:: EXERCISE REQUIREMENTS ::
Leave out every line before the one containing "Practice step: point at the residential", and set down that line and the rest through the end of the listing exactly.

:: RECORDS SUPPLIED ::

-------------------------

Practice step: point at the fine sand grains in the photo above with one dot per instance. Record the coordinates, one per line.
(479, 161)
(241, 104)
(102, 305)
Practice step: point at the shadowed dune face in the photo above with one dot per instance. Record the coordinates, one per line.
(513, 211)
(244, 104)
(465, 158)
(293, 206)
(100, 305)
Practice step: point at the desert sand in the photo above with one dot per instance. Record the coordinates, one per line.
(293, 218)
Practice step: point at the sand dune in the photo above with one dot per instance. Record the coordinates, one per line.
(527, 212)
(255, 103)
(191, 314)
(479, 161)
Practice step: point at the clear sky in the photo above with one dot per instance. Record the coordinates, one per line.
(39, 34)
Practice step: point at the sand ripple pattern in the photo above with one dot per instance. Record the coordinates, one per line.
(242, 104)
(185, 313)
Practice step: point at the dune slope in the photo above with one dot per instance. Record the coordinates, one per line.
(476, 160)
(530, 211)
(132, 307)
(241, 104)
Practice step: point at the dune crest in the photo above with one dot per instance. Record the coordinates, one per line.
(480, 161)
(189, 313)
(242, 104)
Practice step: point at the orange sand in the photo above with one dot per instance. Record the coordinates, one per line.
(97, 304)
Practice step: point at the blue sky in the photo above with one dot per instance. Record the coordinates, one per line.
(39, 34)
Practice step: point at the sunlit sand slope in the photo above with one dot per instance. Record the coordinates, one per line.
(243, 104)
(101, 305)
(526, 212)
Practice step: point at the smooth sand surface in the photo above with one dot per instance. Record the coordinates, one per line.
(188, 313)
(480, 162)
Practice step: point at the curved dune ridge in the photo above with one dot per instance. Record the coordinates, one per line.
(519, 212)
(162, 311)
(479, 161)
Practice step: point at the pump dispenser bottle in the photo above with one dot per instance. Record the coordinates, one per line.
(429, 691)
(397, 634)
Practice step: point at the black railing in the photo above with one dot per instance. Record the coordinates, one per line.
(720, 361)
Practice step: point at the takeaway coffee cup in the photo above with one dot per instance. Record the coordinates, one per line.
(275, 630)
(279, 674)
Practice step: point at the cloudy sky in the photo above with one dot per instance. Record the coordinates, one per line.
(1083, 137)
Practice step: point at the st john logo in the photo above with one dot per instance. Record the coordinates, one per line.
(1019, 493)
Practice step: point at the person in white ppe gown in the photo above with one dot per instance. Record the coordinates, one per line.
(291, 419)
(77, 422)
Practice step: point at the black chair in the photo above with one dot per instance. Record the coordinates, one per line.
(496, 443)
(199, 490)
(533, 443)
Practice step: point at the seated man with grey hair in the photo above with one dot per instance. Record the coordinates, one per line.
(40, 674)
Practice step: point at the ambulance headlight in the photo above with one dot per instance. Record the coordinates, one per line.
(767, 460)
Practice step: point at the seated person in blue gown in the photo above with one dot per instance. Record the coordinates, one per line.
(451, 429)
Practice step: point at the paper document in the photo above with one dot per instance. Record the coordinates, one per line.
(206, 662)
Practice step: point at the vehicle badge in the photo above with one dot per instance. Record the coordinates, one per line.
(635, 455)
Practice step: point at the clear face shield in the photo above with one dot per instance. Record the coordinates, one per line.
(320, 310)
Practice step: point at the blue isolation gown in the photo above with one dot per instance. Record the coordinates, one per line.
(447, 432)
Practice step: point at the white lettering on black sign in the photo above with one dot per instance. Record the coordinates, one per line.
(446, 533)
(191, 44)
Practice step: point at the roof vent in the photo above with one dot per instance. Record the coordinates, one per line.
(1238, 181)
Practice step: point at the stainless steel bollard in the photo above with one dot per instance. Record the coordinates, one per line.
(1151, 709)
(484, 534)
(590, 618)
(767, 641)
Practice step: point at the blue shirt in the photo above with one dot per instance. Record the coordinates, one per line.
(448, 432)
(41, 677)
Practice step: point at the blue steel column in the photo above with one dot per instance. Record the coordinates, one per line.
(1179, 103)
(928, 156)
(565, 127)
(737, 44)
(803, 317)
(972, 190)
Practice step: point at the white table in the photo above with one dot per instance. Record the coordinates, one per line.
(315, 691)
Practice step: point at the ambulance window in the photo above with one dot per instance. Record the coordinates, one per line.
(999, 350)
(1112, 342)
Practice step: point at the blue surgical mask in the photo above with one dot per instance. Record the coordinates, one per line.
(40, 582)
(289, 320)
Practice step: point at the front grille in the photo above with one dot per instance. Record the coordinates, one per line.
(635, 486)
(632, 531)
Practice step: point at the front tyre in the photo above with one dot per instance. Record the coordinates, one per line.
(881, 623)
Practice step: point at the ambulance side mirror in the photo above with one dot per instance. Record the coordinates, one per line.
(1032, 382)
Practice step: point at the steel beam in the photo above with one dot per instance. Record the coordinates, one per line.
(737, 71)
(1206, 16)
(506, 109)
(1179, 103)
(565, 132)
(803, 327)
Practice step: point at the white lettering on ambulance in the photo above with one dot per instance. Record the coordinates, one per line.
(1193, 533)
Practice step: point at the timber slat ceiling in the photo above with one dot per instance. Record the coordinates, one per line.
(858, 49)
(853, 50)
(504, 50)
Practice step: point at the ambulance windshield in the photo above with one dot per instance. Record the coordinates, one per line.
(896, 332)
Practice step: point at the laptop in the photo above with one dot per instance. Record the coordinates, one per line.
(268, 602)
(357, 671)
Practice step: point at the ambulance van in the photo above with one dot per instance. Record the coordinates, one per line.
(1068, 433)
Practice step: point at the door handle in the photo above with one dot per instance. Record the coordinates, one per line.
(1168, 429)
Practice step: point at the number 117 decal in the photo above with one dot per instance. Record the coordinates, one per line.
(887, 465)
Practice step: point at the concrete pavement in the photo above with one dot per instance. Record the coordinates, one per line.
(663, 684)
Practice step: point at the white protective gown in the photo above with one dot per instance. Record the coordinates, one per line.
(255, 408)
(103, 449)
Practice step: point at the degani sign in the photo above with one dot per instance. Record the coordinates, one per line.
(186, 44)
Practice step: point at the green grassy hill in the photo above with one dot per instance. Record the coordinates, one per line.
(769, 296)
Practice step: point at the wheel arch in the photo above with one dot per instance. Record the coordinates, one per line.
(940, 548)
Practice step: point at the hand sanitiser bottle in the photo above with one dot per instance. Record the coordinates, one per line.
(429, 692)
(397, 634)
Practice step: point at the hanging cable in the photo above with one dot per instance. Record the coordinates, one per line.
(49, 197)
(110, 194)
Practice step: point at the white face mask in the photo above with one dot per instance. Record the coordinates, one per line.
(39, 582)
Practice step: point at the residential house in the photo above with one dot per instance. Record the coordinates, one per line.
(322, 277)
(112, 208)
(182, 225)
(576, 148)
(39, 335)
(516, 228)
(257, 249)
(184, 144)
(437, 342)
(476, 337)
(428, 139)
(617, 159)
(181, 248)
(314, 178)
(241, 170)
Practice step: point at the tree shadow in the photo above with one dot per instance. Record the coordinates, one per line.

-------------------------

:: ANSWER SECTION ::
Practice step: point at the residential house in the photo above with one dot per instance. Record the coordinates, one per line.
(322, 277)
(112, 208)
(182, 225)
(576, 148)
(39, 335)
(516, 228)
(257, 249)
(184, 144)
(437, 342)
(476, 337)
(428, 139)
(617, 159)
(181, 248)
(314, 178)
(241, 170)
Practice step: point at the tree shadow in the photo above with one dot per instance. Record the coordinates, one per line.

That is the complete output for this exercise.